### AIM OF THE EXERCISE
Count the lines in the items below that contain the string "white", and give only that number.

### INFORMATION GIVEN
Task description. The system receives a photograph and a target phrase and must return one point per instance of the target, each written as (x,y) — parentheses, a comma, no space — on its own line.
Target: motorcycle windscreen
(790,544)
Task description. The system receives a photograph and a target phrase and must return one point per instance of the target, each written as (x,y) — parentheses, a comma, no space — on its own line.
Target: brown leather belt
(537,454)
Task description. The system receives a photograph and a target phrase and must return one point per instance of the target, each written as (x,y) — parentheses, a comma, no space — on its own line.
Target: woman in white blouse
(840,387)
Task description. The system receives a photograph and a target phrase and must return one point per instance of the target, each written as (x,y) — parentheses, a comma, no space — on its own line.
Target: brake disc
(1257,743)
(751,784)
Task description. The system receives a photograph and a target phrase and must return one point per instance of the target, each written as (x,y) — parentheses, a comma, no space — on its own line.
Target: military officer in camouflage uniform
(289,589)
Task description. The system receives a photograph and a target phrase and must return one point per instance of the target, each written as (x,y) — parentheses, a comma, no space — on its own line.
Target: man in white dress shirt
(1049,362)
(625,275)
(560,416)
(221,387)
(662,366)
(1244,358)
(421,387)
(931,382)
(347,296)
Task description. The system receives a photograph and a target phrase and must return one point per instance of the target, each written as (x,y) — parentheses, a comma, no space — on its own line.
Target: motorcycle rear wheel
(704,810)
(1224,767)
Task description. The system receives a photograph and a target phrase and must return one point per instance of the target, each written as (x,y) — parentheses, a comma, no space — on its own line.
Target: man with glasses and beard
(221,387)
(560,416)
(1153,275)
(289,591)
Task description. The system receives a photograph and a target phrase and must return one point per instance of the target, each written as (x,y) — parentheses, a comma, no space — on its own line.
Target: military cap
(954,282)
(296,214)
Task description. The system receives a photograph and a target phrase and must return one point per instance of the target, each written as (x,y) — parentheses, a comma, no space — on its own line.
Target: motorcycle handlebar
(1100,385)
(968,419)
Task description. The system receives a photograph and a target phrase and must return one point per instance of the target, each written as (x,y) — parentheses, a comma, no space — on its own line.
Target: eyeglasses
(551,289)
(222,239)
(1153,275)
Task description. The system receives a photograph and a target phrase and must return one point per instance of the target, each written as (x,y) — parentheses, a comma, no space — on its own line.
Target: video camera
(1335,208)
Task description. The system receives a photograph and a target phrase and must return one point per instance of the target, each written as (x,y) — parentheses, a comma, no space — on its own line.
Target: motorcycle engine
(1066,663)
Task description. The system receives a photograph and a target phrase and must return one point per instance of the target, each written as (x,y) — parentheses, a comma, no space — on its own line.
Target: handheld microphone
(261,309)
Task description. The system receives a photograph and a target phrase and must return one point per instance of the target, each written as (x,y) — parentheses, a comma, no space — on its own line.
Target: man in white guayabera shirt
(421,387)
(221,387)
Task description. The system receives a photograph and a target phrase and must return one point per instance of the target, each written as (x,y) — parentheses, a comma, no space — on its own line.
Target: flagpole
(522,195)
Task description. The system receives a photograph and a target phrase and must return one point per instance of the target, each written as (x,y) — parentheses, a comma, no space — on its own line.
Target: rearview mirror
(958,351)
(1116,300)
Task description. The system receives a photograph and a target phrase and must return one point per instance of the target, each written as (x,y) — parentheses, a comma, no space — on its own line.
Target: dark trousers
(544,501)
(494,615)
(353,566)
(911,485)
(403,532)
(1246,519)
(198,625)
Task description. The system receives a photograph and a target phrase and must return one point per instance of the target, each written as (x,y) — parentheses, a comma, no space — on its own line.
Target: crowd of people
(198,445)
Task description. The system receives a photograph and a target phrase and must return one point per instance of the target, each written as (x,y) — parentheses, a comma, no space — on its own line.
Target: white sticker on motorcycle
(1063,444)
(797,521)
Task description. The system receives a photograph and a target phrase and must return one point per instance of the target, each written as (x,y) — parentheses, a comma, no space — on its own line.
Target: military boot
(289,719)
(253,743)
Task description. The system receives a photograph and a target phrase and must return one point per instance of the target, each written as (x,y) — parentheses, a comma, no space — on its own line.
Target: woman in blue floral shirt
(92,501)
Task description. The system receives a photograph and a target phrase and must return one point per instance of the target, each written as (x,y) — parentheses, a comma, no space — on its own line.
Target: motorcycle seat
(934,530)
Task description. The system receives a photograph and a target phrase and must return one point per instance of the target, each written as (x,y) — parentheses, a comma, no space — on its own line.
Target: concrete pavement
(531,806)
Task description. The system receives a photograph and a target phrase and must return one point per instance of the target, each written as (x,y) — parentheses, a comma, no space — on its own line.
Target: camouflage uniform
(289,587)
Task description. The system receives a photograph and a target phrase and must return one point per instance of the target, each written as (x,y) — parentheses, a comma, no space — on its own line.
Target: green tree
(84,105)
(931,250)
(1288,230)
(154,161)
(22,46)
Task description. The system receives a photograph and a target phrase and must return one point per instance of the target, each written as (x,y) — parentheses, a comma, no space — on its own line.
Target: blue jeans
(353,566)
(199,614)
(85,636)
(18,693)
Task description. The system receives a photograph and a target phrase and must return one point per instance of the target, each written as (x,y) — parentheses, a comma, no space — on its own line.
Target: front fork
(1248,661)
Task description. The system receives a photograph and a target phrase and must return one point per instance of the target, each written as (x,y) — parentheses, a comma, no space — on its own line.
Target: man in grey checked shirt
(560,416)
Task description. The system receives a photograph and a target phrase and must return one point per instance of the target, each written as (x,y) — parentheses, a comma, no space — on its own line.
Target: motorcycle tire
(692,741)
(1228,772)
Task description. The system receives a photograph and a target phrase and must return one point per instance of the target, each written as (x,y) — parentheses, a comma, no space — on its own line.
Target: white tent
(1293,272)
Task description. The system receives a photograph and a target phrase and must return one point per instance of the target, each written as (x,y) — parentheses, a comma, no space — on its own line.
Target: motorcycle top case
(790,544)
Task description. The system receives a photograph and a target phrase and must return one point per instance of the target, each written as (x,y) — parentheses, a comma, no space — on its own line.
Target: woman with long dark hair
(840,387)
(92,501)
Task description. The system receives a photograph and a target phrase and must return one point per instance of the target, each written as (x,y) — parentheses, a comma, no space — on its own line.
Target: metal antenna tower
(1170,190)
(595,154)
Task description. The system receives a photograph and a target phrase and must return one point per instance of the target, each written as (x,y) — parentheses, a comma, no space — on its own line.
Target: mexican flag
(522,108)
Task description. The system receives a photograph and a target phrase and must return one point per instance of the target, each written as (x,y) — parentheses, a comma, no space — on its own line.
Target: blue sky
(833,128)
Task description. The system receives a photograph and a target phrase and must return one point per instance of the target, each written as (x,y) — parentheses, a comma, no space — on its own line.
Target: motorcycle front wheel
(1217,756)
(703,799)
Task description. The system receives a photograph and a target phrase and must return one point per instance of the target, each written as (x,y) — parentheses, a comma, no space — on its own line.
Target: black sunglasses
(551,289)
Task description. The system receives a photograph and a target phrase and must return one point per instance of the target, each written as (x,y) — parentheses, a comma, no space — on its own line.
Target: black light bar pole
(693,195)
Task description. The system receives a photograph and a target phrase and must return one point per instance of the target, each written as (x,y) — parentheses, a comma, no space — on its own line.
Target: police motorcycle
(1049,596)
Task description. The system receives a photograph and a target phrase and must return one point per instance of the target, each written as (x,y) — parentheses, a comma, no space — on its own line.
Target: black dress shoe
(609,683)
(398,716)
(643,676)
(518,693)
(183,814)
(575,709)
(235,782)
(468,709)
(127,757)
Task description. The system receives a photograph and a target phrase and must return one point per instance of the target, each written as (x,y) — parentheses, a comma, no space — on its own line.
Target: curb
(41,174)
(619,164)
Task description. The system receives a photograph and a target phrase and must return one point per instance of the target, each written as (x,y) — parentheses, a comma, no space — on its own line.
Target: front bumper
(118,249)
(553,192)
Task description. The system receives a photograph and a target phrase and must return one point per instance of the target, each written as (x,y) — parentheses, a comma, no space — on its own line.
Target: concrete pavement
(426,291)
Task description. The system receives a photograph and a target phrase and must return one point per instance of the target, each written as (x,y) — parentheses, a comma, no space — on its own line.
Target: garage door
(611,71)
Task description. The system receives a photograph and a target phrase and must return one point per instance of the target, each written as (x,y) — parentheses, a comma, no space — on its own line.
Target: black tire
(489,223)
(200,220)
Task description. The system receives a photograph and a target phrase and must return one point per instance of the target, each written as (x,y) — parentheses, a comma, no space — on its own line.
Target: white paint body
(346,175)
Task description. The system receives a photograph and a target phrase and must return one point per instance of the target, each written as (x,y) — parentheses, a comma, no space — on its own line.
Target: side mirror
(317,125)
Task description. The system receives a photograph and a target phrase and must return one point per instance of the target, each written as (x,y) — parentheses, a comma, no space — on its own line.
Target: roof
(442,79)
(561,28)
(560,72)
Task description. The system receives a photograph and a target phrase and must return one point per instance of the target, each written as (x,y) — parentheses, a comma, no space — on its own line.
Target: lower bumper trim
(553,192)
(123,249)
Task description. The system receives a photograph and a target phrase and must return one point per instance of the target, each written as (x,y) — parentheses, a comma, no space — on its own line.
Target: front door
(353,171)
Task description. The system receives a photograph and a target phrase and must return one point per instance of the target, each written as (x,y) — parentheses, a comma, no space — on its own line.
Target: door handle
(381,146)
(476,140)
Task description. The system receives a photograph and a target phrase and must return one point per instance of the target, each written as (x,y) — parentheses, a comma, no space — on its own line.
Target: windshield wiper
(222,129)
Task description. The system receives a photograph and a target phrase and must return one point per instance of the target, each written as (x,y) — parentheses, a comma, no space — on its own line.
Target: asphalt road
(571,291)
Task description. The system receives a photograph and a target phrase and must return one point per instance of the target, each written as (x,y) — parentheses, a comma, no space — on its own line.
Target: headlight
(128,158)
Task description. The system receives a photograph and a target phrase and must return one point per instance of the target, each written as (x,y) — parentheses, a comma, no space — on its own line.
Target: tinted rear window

### OUTPUT FOR THIS EXERCISE
6